Next, perhaps we want a count of the art forms employed by the artists.

=== Top 10 art formats ===
FORMAT COUNT
Printmaking 7019
Paintings 1298
Watercolor 1034
Drawing 796
Sculpture / Sculpture 155
Book 29
Textile 5
General 2
Mosaic 1

I was interested to see that an overwhelming majority of the works here were produced through some form of printmaking (woodcut, lithograph, etching, etc.). There might be a fairly obvious explanation for this. Printmaking, by its nature is far more reproducible of an art form. It is possible to churn out more representations in this format than something like oil painting or watercolor since with a template, you can easily make multiple copies. It is also possible that the works referred to might be reproductions of originals, increasing the representation of this artform in this dataset.

author's picture of banner at the Neue Galerie Exhibition of Degenerate Art, New York City, 2014. Banner is picture of original degenerate art exhibit in 1937.
Emil Nolde The Prophet, woodcut, 1912. via Wikipedia EK Inventory No.: 16302

On the other hand, it might be the basis for an interesting exploration by someone more familiar with this point in art history. For instance, what were the correlations between modern art and the techniques and technology inherent in printmaking? Was there an increase for any non-trivial reasons? How might application of this technology have facilitated or impacted artistic expression at this time?

__Problems to work on__
A – In the art formats passage, what count is given for watercolor?
B – Restate the paragraph of the art formats passage beginning "I was interested to see" as a short list of its main points.
C – Please repeat the stretch of the art formats passage from "I was interested" through "in this dataset." word for word.
The listing that comes next is separate material from the art formats passage.

__Record excerpts__
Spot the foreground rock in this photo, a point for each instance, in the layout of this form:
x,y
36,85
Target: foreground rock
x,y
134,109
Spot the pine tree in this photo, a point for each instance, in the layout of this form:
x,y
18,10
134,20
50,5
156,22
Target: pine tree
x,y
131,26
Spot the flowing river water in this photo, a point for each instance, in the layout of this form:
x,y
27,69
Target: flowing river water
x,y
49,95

* * *

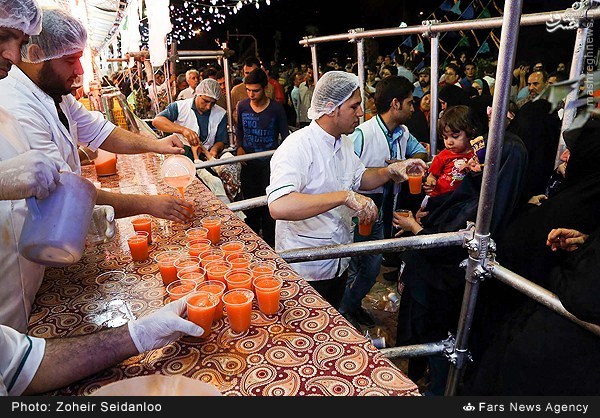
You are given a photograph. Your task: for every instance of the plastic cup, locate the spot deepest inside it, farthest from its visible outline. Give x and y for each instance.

---

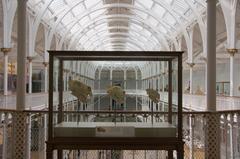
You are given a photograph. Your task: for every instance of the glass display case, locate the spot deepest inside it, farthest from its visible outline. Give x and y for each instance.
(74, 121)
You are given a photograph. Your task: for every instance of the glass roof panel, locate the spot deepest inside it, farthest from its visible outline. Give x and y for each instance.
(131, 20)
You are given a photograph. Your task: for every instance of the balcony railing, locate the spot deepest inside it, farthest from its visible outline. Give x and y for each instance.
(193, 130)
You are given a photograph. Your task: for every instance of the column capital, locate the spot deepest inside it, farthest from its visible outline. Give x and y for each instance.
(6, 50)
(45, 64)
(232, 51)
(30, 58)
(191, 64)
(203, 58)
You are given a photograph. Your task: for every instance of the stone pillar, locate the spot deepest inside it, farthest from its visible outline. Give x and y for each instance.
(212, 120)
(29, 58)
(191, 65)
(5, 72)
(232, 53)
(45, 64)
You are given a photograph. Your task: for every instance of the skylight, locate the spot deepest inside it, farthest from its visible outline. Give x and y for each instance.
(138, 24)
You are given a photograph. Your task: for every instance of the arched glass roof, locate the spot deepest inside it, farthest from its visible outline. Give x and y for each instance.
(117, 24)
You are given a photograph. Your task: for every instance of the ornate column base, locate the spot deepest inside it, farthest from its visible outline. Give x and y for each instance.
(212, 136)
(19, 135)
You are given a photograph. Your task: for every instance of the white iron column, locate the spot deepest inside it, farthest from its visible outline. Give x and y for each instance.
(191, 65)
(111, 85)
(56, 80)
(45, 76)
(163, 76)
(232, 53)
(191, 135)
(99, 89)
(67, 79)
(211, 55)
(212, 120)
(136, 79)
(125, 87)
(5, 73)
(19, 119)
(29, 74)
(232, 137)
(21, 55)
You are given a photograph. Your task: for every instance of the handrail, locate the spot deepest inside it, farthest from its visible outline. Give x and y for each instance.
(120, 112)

__Final results__
A – 1034

B –
- Most works in the dataset were made through some form of printmaking (woodcut, lithograph, etching, etc.).
- Printmaking is far more reproducible than formats like oil painting or watercolor.
- With a template, multiple copies can easily be made.
- Some works may be reproductions of originals, which would increase printmaking's share of the dataset.

C –
I was interested to see that an overwhelming majority of the works here were produced through some form of printmaking (woodcut, lithograph, etching, etc.). There might be a fairly obvious explanation for this. Printmaking, by its nature is far more reproducible of an art form. It is possible to churn out more representations in this format than something like oil painting or watercolor since with a template, you can easily make multiple copies. It is also possible that the works referred to might be reproductions of originals, increasing the representation of this artform in this dataset.